### Task statement
An exact printout of all the entries is required.

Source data
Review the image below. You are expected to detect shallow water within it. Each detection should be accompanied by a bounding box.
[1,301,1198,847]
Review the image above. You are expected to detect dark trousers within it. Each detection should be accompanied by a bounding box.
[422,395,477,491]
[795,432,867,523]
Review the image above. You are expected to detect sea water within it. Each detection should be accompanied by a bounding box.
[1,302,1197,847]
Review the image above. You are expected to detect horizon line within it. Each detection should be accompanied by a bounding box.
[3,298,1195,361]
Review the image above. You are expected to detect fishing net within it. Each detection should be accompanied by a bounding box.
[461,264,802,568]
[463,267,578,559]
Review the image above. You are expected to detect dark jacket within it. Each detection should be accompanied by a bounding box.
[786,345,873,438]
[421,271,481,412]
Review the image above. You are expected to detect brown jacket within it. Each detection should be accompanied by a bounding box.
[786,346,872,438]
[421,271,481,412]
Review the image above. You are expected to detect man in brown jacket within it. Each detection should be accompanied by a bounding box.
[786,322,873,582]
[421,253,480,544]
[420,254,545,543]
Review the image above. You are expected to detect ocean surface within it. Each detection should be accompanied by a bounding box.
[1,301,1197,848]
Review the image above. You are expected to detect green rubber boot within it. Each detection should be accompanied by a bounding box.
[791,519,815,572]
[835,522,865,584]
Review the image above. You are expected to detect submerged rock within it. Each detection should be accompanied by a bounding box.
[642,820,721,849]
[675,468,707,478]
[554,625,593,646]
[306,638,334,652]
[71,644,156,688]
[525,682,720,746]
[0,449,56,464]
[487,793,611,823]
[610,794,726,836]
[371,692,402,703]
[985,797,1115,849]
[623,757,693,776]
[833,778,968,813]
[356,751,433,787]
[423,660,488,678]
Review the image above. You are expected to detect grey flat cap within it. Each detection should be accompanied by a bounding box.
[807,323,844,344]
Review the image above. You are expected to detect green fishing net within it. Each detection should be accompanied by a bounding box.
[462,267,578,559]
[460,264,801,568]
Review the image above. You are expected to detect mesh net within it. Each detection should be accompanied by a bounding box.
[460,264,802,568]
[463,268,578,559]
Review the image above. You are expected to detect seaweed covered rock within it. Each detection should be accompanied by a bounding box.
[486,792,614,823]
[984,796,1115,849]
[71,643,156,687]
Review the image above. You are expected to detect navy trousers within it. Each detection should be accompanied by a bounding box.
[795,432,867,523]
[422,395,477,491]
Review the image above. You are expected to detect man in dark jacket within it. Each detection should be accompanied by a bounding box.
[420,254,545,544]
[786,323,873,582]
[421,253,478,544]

### Solution
Review the image below. You are expected to detect shallow water within it. Each detection should be accompanied by a bounding box.
[1,301,1198,847]
Review the image above. You are expected to detect dark trousers within it. Each detection should be accompanied by a bounding box.
[422,395,477,491]
[795,432,867,523]
Review the image above. You are expected to detect sea water within it. Each detection should be accompanied by a bounding box.
[1,302,1197,847]
Review the image above. You are expected to detect horizon line within it. Each detection should be accompanied by a bounding box.
[3,298,1195,361]
Review the image above. You are expected to detect fishing net within it. Each detection should be accompanied by a bounding box.
[461,264,802,568]
[463,267,578,559]
Review the image above. You are expected to detect dark jacket within it. Each detection should be accompanied by a bounding box.
[786,345,873,438]
[421,271,481,412]
Review the image above. You are expected to detect brown jacket within it. Each detection should be accompanied by a bounding box.
[786,346,872,438]
[421,271,481,412]
Review the image above. You are expected to detect man in brown jacket within it. Each detection should be accompanied by a bounding box.
[786,322,873,582]
[421,253,480,544]
[420,254,545,543]
Review the image above. You are expected to detect ocean surface within it. Each detection should be accompanied by a bounding box.
[1,301,1197,848]
Review the image above. You are expected to detect green rubber boot within it. Each detection should be accompanied by a bounding box.
[791,519,815,572]
[835,522,865,584]
Review the image above. You are expected to detect submerged rock within it. Each detection should be accompanied by a bounding box.
[642,820,721,849]
[675,468,707,478]
[554,625,593,646]
[306,638,334,652]
[71,644,156,688]
[525,682,720,746]
[0,449,56,464]
[487,793,611,823]
[610,794,726,836]
[371,692,402,703]
[985,797,1115,849]
[623,757,693,776]
[833,778,968,813]
[356,751,433,787]
[423,660,488,678]
Review the image above. You are expected to detect grey flat cap within it. Each detection should be accompanied by a bounding box.
[807,323,844,344]
Review the image above. You are expected to detect green fishing net within it. Each detection should be accompanied by a bounding box.
[462,267,578,559]
[460,264,801,568]
Review the image above. You are expected to detect mesh net within it. Each detection should be accompanied by a bounding box.
[460,264,802,568]
[463,268,578,559]
Review the image above. You are expected to detect seaweed covered rock within it. Each detection should be accompanied by a bounding box.
[486,792,614,823]
[984,796,1115,849]
[71,643,156,687]
Review the image above. You are expected to detect navy trousers within it. Each detection should be accompanied by a bounding box.
[795,432,867,523]
[422,395,477,491]
Review the image above. You are expected to detect man in dark jacket within it. Each detection should be accompanied by a bounding box.
[420,254,545,544]
[786,323,873,582]
[421,253,478,544]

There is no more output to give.